◆ Supplied material ◆

§

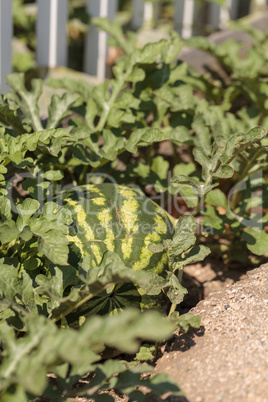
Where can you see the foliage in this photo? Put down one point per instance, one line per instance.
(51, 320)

§

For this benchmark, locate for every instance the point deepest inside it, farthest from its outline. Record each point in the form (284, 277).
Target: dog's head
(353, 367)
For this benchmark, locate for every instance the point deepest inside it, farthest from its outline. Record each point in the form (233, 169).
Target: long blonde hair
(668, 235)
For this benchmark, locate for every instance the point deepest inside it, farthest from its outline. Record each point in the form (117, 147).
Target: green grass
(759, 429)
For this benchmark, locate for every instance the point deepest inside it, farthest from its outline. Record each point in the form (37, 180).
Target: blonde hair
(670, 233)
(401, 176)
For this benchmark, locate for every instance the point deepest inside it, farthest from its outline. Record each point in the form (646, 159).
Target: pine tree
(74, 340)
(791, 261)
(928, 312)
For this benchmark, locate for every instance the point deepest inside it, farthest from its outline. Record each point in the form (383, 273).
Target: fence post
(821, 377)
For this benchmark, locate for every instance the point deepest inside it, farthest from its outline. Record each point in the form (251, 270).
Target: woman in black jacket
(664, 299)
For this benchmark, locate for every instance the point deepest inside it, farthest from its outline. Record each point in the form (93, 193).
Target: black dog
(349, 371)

§

◆ Problem details ◆
Find each line in the records above that contains the word "black" and copy those lines out. Treat uppercase and lowercase as different.

◆ Solution to the exercise ◆
Target: woman in black jacket
Target: black dog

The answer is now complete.